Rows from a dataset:
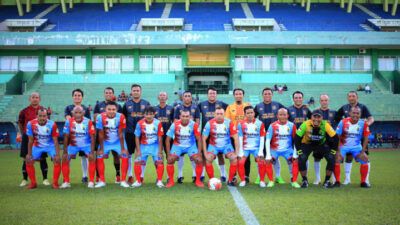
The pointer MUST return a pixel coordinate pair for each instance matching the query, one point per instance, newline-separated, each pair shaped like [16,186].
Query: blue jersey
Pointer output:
[133,112]
[101,107]
[207,110]
[194,111]
[330,116]
[299,115]
[165,116]
[267,112]
[251,132]
[68,111]
[184,136]
[42,134]
[79,133]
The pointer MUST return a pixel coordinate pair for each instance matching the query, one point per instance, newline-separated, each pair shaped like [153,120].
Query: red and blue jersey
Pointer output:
[42,134]
[133,112]
[149,133]
[79,133]
[281,136]
[350,134]
[112,126]
[220,133]
[251,133]
[184,136]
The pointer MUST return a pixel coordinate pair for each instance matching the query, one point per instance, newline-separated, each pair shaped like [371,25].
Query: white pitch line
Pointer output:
[247,215]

Given task: Rewrite all the records above with every "Pointer output" changed to "Detected points", keeping all other text the same, and leave the pictures out.

Response to this task:
The pointer MUST return a pixel coordinate pair for each instance matching the query, one point per instance, newline-separated, each pair shaped like [16,186].
Query: blue jersey
Detected points:
[133,112]
[101,107]
[207,110]
[194,111]
[330,116]
[299,115]
[165,116]
[267,112]
[251,132]
[68,111]
[184,136]
[42,134]
[79,133]
The pointer MUST return a pixel coordinate pair for each instance matching the query, one point per instance, newline-separated, each pair shaped like [153,120].
Query: red and blue jersey
Detected points:
[42,134]
[133,112]
[149,133]
[79,133]
[281,136]
[350,134]
[112,126]
[220,133]
[251,133]
[184,136]
The pointer MUST return a pixel coordinate pair for each instance matching the query, one point per instance, newline-separated, each pair shaped like [371,25].
Query: white pitch line
Detected points:
[247,215]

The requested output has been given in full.